• EXERCISE TASK A
According to the blog post on human error and disaster recovery, what percentage of all datacenter downtime incidents did the 2016 Ponemon Institute report attribute to human error?
• EXERCISE TASK B
Reproduce the stretch of the blog post on human error and disaster recovery from "In this article, we’ll" through "biggest datacenter oversights.".

Disaster Recovery Use Case #2 – Human Error

Datrium’s Automatrix platform offers a comprehensive set of features that enables fast and cost-efficient disaster recovery (DR) mitigation for enterprises. In this blog post series, we’re looking at the four most recognizable use cases that cause organizations to trigger a DR plan:

 

  • Human error
  • Power failure
  • Natural disasters
  • Ransomware (link)

 

You’ll learn how Datrium helps organizations in each of these cases. With every new blog post in this series, we’ll introduce more details about the platform’s features and capabilities.

In the previous post, we provided an introduction to the Datrium solution and architecture. Automatrix is a single powerful platform that includes DVX with all its capabilities (primary storage, deduplication, compression, encryption, backup, and replication), Cloud DVX for long-term retention in the cloud, and ControlShift for orchestrating disaster recovery. We also introduced Datrium Disaster Recovery with VMware Cloud on AWS which offers 10x more cost effective DR. With its on-demand model, you only pay for DR resources in the event of a disaster or when testing.  

In this article, we’ll cover how a DR plan can help with inevitable human errors.

 

Human Error

A 2016 report by the Ponemon Institute found human error to be the second most common reason for datacenter downtime, accounting for 22% of all incidents.

Another study by the Uptime Institute suggests the problem may be even worse. Uptime’s analysis of datacenter outages found that more than 70% were directly attributable to human error, and staff training was one of the biggest datacenter oversights.

 

2016 report by the Ponemon Institute

 

How can this problem be mitigated? The most common procedures may include shielding emergency buttons, documented methods and procedures, consistent operating practices, ongoing personnel training, secure access policies etc.

Unfortunately, even if you take every precaution, human error can’t be fully eradicated. We’re all human beings, and humans make mistakes.

• INFORMATION SHOWN
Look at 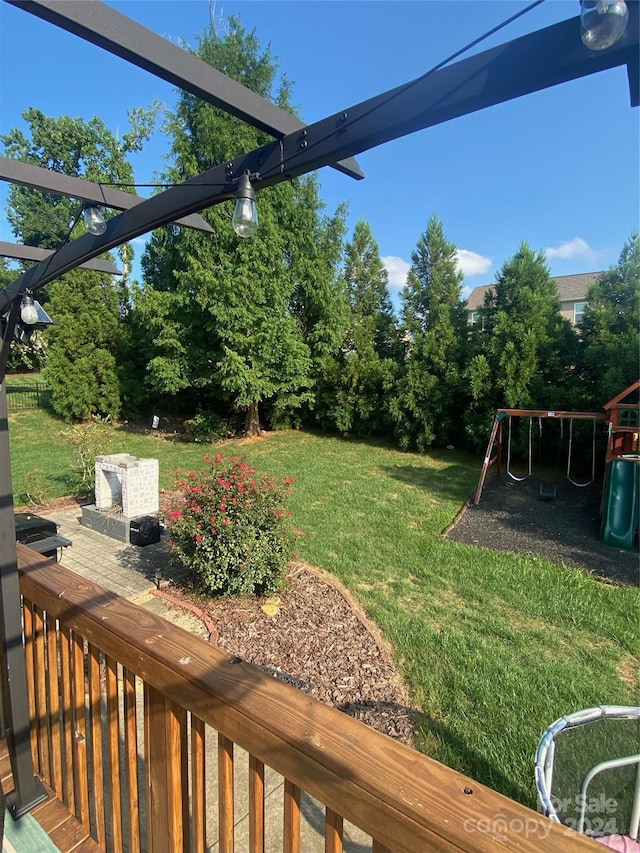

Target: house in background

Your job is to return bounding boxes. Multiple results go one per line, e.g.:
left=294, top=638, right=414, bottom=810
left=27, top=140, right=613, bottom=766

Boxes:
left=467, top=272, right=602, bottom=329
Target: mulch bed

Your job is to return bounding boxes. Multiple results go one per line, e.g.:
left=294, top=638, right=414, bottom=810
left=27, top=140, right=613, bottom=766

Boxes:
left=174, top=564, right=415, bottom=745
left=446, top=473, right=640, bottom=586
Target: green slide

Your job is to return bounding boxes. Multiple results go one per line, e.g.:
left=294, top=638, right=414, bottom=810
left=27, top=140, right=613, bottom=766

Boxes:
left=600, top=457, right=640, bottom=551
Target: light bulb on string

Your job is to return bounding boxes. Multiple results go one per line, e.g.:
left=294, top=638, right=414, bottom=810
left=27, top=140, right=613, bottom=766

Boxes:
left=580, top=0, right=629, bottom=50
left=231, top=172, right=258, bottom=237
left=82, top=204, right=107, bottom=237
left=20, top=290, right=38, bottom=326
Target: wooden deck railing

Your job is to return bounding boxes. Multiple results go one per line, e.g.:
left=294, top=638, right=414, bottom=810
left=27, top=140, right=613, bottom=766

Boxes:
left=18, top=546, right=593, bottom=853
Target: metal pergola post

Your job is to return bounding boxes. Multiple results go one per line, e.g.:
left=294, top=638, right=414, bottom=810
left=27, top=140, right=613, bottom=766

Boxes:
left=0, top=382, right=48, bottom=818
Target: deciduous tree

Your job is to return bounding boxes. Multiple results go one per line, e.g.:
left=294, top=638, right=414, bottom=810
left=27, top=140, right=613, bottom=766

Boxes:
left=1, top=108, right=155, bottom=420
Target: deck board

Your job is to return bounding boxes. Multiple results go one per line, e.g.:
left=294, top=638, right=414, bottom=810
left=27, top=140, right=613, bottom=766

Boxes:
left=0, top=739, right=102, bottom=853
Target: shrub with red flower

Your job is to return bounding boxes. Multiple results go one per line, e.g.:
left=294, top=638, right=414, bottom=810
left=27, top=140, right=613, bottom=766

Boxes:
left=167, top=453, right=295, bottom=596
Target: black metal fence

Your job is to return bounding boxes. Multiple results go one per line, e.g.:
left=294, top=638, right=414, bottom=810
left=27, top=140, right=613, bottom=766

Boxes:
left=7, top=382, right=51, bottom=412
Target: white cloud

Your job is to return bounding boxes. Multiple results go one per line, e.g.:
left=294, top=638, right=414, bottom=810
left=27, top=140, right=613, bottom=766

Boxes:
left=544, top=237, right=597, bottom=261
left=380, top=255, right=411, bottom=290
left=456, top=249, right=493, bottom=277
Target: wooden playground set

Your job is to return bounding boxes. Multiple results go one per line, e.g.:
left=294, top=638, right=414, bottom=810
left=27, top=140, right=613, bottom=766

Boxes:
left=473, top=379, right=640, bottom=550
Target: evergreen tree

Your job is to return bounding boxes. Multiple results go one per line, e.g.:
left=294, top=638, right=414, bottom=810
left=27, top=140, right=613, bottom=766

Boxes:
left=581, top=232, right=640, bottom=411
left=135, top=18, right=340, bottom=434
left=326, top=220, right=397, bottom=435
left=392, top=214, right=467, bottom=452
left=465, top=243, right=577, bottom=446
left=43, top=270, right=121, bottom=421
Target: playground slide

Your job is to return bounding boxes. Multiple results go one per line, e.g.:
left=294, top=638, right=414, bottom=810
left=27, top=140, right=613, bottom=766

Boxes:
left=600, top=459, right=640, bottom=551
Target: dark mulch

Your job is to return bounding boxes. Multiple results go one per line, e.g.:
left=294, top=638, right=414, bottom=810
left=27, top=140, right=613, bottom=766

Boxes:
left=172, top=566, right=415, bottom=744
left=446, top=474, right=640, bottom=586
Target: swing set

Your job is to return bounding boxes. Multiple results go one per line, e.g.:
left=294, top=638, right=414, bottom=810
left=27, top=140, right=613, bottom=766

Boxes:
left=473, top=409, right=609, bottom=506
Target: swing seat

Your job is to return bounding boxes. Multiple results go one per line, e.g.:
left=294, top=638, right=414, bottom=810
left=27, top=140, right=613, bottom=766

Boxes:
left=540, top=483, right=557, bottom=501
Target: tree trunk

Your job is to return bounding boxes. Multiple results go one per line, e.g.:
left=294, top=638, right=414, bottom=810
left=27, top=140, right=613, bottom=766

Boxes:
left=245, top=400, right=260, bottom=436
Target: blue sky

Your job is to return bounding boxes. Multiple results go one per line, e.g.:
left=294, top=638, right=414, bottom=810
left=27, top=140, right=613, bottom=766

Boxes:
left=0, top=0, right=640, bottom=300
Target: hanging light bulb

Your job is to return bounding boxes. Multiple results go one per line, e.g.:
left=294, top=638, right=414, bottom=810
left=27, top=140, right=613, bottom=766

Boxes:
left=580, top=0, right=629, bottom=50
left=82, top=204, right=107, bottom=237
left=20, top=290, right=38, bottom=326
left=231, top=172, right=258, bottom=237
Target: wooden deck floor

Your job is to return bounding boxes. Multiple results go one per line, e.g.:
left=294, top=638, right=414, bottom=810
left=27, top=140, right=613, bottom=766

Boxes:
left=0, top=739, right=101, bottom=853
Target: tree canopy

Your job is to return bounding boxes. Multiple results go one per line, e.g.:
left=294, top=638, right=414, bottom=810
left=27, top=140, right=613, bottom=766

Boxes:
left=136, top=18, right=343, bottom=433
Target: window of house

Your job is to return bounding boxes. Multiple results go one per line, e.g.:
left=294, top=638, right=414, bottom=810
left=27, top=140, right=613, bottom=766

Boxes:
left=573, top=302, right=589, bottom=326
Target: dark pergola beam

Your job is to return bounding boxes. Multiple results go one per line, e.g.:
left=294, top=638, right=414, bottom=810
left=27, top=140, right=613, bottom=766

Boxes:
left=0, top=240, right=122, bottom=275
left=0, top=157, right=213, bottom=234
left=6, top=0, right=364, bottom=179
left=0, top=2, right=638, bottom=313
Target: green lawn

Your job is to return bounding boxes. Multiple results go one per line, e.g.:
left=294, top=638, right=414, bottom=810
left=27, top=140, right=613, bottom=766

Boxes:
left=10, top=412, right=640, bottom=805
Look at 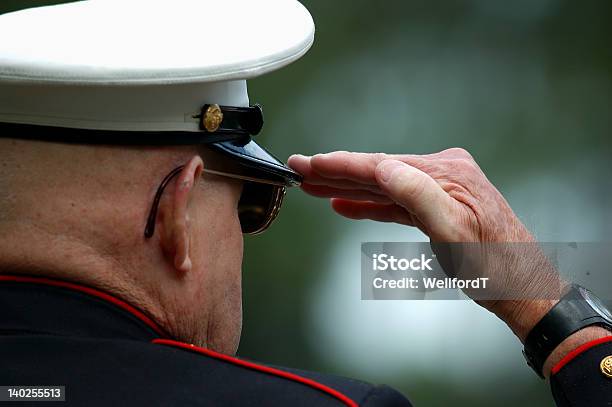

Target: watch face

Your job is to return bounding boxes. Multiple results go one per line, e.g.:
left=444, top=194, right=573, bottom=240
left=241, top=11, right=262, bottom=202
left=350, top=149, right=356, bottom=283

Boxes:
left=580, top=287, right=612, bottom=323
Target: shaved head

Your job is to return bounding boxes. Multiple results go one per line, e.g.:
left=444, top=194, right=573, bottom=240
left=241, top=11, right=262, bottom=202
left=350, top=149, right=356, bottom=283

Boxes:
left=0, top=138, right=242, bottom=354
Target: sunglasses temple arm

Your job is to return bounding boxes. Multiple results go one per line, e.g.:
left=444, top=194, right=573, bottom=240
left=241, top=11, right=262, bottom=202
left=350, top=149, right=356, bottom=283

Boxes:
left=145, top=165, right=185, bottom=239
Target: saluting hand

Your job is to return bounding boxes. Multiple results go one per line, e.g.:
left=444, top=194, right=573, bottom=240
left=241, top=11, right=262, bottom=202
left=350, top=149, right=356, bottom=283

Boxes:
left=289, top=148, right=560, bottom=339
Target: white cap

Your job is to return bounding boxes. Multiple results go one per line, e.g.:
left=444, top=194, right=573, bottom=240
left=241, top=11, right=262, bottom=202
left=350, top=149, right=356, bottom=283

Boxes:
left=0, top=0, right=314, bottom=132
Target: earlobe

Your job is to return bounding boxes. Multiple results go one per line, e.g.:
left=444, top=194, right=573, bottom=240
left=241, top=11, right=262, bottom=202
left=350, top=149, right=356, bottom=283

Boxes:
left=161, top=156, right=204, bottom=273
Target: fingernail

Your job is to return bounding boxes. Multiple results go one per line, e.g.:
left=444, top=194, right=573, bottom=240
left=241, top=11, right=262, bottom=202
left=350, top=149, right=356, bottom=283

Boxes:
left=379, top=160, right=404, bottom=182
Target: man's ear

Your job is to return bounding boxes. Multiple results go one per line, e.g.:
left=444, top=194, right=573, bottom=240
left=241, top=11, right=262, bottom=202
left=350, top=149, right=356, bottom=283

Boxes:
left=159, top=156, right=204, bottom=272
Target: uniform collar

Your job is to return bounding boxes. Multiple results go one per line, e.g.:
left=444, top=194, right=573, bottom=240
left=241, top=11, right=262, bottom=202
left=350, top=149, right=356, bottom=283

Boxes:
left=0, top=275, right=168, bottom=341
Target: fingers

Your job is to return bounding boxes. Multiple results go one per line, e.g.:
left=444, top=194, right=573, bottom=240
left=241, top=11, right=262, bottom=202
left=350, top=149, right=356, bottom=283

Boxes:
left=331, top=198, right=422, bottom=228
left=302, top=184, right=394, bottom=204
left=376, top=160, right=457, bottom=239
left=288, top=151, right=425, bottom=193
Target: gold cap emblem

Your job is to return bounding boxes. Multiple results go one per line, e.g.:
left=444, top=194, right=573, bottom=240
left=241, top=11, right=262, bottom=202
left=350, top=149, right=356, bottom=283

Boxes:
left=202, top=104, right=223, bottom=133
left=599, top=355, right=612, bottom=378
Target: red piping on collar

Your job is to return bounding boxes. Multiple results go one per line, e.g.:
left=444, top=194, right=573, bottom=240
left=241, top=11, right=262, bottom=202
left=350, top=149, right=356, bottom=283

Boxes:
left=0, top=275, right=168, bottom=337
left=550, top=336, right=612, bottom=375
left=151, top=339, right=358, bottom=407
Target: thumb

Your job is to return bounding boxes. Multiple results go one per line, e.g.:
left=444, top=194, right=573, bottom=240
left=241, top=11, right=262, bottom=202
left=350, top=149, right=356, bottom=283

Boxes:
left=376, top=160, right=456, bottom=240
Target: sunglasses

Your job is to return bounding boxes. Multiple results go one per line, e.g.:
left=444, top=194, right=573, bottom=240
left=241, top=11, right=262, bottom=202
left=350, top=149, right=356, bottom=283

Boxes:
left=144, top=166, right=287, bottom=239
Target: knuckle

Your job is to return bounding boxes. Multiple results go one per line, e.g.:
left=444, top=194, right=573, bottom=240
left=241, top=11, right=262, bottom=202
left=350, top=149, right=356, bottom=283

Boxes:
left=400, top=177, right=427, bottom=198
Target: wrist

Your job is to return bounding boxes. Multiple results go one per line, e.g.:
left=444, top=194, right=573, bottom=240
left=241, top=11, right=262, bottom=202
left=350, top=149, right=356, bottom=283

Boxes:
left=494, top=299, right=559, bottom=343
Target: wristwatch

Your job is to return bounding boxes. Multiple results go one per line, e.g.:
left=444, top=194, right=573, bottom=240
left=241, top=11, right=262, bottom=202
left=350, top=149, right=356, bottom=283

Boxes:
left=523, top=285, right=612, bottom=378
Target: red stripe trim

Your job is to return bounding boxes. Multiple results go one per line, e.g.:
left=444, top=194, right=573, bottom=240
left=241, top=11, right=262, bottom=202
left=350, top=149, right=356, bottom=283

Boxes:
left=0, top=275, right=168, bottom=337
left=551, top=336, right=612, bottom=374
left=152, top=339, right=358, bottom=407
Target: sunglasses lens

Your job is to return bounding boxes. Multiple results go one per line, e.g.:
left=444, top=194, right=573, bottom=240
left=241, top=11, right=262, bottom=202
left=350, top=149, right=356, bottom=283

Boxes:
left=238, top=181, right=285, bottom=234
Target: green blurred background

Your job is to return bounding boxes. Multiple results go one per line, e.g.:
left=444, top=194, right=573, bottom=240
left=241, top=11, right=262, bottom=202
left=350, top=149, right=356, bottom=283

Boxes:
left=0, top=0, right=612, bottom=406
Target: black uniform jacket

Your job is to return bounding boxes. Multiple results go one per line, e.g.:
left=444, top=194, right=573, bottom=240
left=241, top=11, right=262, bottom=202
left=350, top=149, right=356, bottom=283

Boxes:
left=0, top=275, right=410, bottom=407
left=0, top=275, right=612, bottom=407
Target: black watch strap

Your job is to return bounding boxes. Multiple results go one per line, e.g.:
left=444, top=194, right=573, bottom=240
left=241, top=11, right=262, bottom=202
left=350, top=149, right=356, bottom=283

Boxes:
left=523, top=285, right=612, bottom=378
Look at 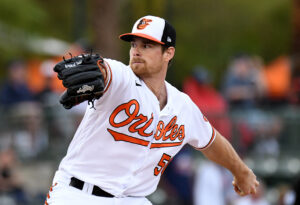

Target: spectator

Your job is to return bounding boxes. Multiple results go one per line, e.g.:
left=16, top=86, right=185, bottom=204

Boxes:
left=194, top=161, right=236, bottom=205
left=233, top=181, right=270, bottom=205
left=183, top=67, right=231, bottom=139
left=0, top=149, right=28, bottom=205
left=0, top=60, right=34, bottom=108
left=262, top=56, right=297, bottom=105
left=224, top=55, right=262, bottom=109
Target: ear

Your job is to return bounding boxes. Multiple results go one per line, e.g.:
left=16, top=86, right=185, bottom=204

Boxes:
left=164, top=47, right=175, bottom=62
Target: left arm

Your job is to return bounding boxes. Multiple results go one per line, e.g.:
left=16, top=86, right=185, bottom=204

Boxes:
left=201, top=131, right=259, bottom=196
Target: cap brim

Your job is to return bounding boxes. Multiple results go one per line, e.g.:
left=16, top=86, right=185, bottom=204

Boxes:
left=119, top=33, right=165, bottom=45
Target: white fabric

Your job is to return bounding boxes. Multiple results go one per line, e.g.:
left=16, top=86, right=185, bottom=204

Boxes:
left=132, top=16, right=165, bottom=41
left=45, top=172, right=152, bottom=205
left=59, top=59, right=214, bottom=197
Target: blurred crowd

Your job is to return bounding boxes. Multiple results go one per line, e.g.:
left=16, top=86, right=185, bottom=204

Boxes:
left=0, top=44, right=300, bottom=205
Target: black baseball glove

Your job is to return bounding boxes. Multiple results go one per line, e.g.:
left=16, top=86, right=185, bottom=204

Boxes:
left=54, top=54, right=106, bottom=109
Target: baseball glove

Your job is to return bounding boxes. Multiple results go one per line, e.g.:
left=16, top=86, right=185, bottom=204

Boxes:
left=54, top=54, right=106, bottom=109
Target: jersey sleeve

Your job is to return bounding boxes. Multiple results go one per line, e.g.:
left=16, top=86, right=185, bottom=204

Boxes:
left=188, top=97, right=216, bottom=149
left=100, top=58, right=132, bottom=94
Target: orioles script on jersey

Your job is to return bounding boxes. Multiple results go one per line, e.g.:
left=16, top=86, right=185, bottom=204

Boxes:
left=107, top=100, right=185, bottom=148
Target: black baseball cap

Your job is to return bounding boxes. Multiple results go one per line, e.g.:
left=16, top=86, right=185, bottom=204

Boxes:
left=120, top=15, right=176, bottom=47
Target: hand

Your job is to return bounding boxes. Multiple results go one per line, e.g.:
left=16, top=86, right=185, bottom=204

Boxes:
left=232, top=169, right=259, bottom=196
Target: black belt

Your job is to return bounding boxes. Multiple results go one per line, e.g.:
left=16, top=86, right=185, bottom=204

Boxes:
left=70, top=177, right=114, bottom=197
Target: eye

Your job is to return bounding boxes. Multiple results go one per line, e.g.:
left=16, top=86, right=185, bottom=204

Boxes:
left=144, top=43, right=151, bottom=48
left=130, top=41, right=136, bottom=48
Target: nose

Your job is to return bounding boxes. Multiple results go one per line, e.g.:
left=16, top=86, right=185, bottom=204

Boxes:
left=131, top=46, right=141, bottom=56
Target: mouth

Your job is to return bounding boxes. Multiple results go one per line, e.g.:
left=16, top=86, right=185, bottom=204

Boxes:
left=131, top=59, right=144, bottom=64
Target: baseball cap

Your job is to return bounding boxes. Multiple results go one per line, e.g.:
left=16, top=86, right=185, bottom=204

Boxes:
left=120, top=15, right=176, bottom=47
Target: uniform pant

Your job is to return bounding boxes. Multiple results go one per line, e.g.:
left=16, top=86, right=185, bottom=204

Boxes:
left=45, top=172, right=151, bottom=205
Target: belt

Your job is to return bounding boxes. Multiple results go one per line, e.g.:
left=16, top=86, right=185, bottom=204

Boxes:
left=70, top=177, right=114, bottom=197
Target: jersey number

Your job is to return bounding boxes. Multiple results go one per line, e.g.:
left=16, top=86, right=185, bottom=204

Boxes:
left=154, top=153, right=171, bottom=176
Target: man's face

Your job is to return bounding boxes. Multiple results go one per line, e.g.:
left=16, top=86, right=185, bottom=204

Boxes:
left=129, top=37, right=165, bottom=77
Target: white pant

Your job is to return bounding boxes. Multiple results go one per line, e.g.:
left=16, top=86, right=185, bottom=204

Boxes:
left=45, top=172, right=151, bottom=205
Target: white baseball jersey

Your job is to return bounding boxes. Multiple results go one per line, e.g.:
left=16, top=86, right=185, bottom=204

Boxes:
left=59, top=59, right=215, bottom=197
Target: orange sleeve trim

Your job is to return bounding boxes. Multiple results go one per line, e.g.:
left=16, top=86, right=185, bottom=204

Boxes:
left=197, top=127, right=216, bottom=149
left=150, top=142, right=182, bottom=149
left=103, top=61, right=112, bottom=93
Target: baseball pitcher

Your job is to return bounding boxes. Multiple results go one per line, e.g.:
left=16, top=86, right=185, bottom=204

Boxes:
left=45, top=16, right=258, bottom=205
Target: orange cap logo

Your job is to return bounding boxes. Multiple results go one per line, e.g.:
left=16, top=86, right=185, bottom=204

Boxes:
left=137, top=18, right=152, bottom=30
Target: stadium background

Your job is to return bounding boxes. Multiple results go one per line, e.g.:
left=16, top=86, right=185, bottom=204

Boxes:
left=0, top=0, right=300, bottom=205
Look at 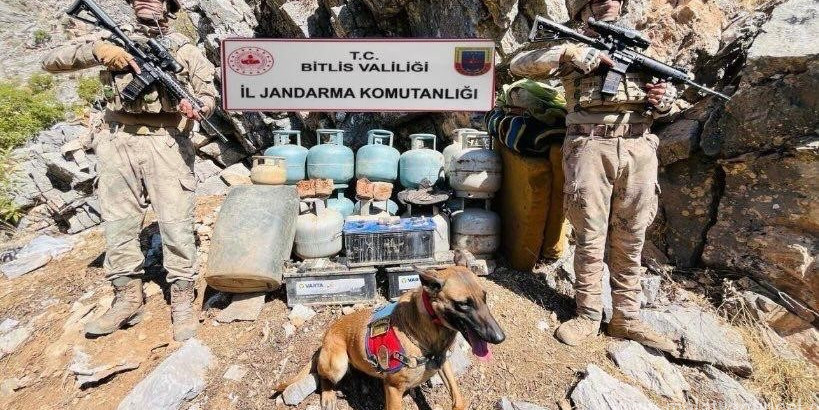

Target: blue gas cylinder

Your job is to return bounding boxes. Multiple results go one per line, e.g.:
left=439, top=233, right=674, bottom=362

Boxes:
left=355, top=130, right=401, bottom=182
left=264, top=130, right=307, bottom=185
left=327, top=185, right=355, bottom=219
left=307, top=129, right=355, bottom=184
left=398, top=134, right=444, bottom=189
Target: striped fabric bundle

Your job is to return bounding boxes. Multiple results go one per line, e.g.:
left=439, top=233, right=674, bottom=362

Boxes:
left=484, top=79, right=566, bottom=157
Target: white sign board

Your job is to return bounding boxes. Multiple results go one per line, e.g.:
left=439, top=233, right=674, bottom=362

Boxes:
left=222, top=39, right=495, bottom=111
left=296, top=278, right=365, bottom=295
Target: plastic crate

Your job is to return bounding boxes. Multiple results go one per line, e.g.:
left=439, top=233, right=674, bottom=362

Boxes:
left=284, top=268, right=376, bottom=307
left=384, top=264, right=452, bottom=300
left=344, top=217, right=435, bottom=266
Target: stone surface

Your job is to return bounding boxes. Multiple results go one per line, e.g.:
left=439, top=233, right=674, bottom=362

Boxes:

• FULL RESPONSE A
22% of all incidents

• FULL RESPONSE B
In this article, we’ll cover how a DR plan can help with inevitable human errors.

 

Human Error

A 2016 report by the Ponemon Institute found human error to be the second most common reason for datacenter downtime, accounting for 22% of all incidents.

Another study by the Uptime Institute suggests the problem may be even worse. Uptime’s analysis of datacenter outages found that more than 70% were directly attributable to human error, and staff training was one of the biggest datacenter oversights.